### BAGIAN TEKS
○ ○ ○ ○ ○

3. Horizontal communication,
yaitu tindak komunikasi ini berlangsung di antara para karyawan ataupun
bagian yang memiliki kedudukan yang setara. Fungsi arus komunikasi
horisontal ini adalah:
a) Memperbaiki koordinasi tugas
b) Upaya pemecahan masalah
c) Saling berbagi informasi
d) Upaya pemecahan konflik
e) Membina hubungan melalui kegiatan bersama.
Proses Komunikasi
Pada tataran teoritis, paling tidak kita mengenal atau memahami komunikasi dari dua perspektif, yaitu:
- Perspektif Kognitif.
Komunikasi menurut Colin Cherry, yang mewakili perspektif kognitif
adalah penggunaan lambang-lambang (symbols) untuk mencapai
kesamaan makna atau berbagi informasi tentang satu objek atau
kejadian. Informasi adalah sesuatu (fakta, opini, gagasan) dari
satu partisipan kepada partisipan lain melalui penggunaan kata-kata
atau lambang lainnya. Jika pesan yang disampaikan diterima secara
akurat, receiver akan memiliki informasi yang sama seperti yang
dimiliki sender, oleh karena itu tindak komunikasi telah terjadi.
- Perspektif Perilaku.
Menurut BF. Skinner dari perspektif perilaku memandang komunikasi
sebagai perilaku verbal atau simbolik di mana sender berusaha
mendapatkan satu efek yang dikehendakinya pada receiver. Masih
dalam perspektif perilaku, FEX Dance menegaskan bahwa komunikasi
adalah adanya satu respons melalui lambang-lambang verbal di mana
simbol verbal tersebut bertindak sebagai stimuli untuk memperoleh
respons. Kedua pengertian komunikasi yang disebut terakhir,
mengacu pada hubungan stimulus respons antara sender dan receiver.

○ ○ ○ ○ ○

### LATIHAN YANG DIKERJAKAN
- a) Kembalikan sepotong teks tentang komunikasi di atas tanpa diubah sedikit pun. Mulailah dari kata-kata "Komunikasi menurut Colin" dan berhentilah setelah kata-kata "- Perspektif Perilaku.".
- b) Pilih setiap baris dari catatan di bawah ini yang memuat kata "each". Huruf besar dan huruf kecil dibedakan.

### BAHAN LATIHAN
○ ○ ○ ○ ○

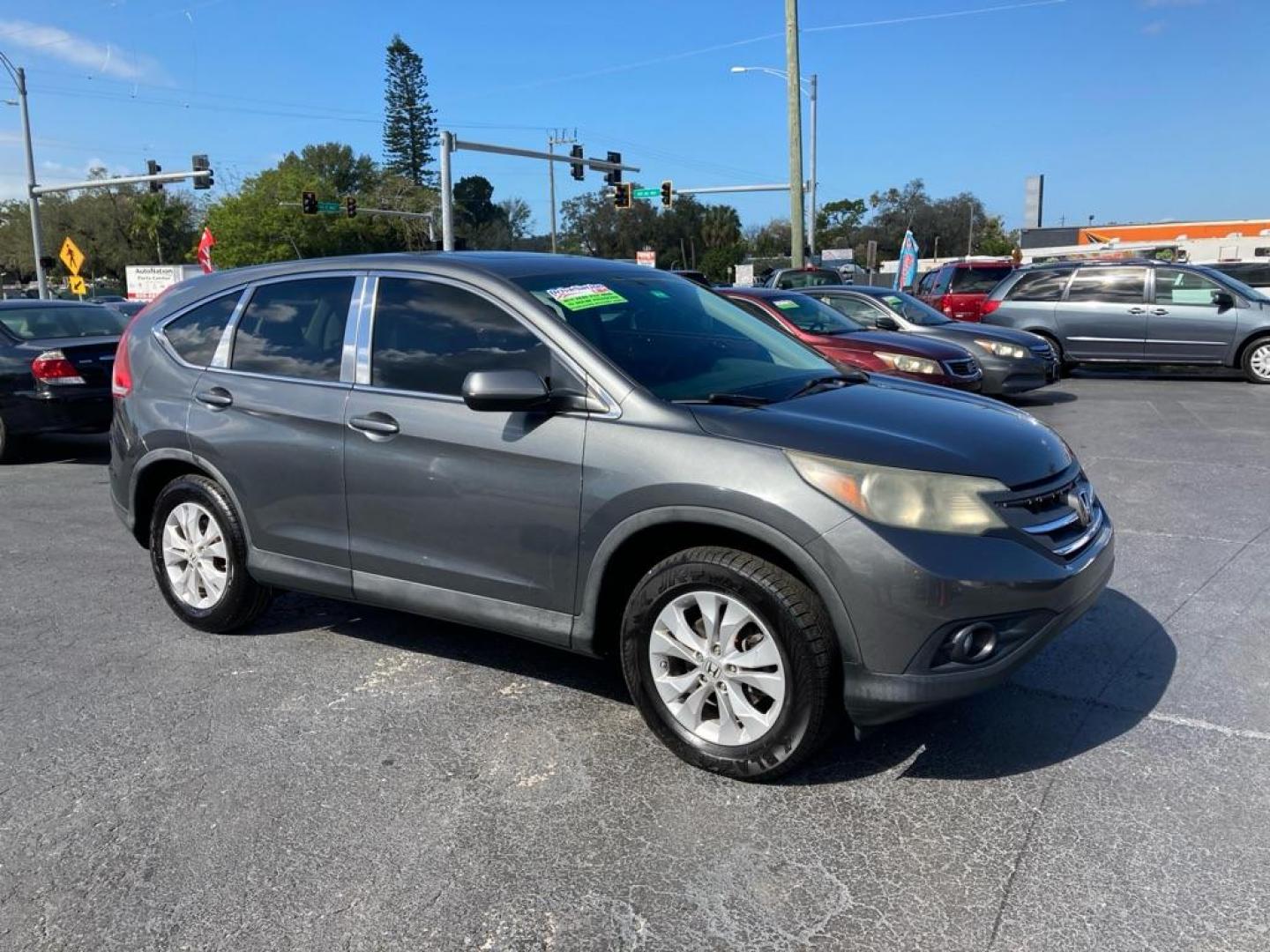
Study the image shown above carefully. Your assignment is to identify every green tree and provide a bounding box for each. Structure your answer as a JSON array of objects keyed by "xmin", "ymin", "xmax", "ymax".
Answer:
[{"xmin": 384, "ymin": 33, "xmax": 437, "ymax": 185}]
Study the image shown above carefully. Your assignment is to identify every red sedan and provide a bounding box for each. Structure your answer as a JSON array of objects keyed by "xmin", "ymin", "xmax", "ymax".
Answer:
[{"xmin": 719, "ymin": 288, "xmax": 983, "ymax": 390}]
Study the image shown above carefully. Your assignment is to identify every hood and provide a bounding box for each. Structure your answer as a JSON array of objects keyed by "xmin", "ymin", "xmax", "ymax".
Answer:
[
  {"xmin": 930, "ymin": 321, "xmax": 1045, "ymax": 348},
  {"xmin": 815, "ymin": 330, "xmax": 967, "ymax": 361},
  {"xmin": 692, "ymin": 376, "xmax": 1072, "ymax": 487}
]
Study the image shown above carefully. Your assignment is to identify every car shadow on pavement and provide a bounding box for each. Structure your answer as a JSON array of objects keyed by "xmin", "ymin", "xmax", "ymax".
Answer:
[
  {"xmin": 3, "ymin": 433, "xmax": 110, "ymax": 467},
  {"xmin": 785, "ymin": 589, "xmax": 1177, "ymax": 785}
]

○ ○ ○ ○ ○

### JAWABAN TIAP TUGAS
- a)
Komunikasi menurut Colin Cherry, yang mewakili perspektif kognitif
adalah penggunaan lambang-lambang (symbols) untuk mencapai
kesamaan makna atau berbagi informasi tentang satu objek atau
kejadian. Informasi adalah sesuatu (fakta, opini, gagasan) dari
satu partisipan kepada partisipan lain melalui penggunaan kata-kata
atau lambang lainnya. Jika pesan yang disampaikan diterima secara
akurat, receiver akan memiliki informasi yang sama seperti yang
dimiliki sender, oleh karena itu tindak komunikasi telah terjadi.
- Perspektif Perilaku.

- b)
Study the image shown above carefully. Your assignment is to identify every green tree and provide a bounding box for each. Structure your answer as a JSON array of objects keyed by "xmin", "ymin", "xmax", "ymax".
Study the image shown above carefully. Your assignment is to identify every red sedan and provide a bounding box for each. Structure your answer as a JSON array of objects keyed by "xmin", "ymin", "xmax", "ymax".
Study the image shown above carefully. Your assignment is to identify every hood and provide a bounding box for each. Structure your answer as a JSON array of objects keyed by "xmin", "ymin", "xmax", "ymax".
Study the image shown above carefully. Your assignment is to identify every car shadow on pavement and provide a bounding box for each. Structure your answer as a JSON array of objects keyed by "xmin", "ymin", "xmax", "ymax".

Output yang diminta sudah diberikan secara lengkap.